• [SOURCE EXCERPT]
The accident meant Colin, wife Sharon and their three children were in turmoil, unable to pay the mortgage.
They lost their home in 2012, and the family faced being homeless until Colin contacted the RBL.
It helped pay rent for a month on their current home in Great Sankey and covered costs of the bankruptcy.
The RBL has now opened a new drop-in centre in Liverpool that will serve veterans from Warrington.
Colin, who now volunteers for the Poppy Appeal as a way to say thanks, believes it will help get help to people who need it.
The granddad added: “The Legion was a massive help to get me back on my feet again.
“I found out they could help you in a million ways.
“There needs to be more awareness about what the Legion does and the new centre will help that.
“Anyone who needs help can go there and get it.”
The Royal British Legion has opened a new information centre on Williamson Street in Liverpool city centre, the first of 16 to be opened nationwide.

• [TASKS TO COMPLETE]
1. List every place name that appears in the passage about the Royal British Legion.
2. Extend the passage about the Royal British Legion by a few sentences, picking up after its final line.

[Records from a data collection]
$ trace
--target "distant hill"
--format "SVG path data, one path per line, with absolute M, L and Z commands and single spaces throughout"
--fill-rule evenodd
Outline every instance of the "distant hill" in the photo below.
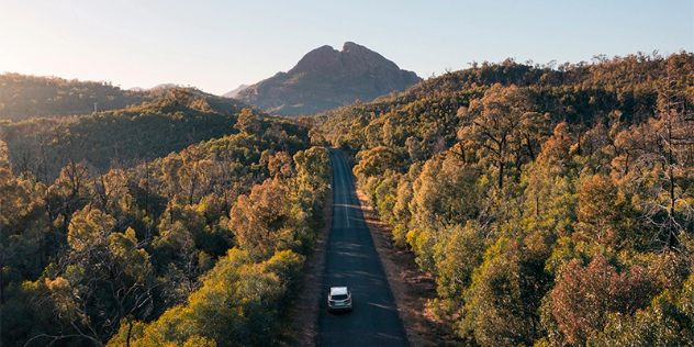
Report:
M 347 42 L 342 52 L 327 45 L 309 52 L 291 70 L 244 89 L 236 99 L 281 115 L 313 114 L 404 91 L 418 81 L 414 72 Z
M 155 101 L 81 116 L 0 122 L 0 139 L 20 171 L 51 181 L 68 161 L 108 169 L 237 133 L 245 103 L 176 88 Z
M 234 90 L 232 90 L 232 91 L 230 91 L 227 93 L 222 94 L 222 97 L 224 97 L 224 98 L 234 98 L 234 97 L 236 97 L 236 94 L 238 94 L 239 91 L 242 91 L 242 90 L 244 90 L 246 88 L 248 88 L 247 85 L 240 85 L 240 86 L 238 86 L 238 88 L 236 88 L 236 89 L 234 89 Z
M 149 102 L 159 93 L 123 90 L 107 82 L 57 77 L 0 75 L 0 120 L 19 122 L 34 117 L 89 114 Z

• [TASK RESPONSES]
1. Great Sankey, Liverpool, Warrington, Williamson Street

2.
It will support current members of the Armed Forces and veterans from Warrington, with anyone welcome to drop-in for advice on services.
A new free phone helpline number - 0808 802 8080 - has also been launched.
Gillian McKinnon, the Legion’s manager for Cheshire and Merseyside, said: ”Being able to pick up a phone to a trained adviser, looking online for information or coming along to an office like this where you can talk face to face represents major progress.
“My team is totally committed to providing the best possible service for the service community, past and present, in Cheshire and Merseyside.
“From now on it will be easier than ever before for people to find the help and support they need.”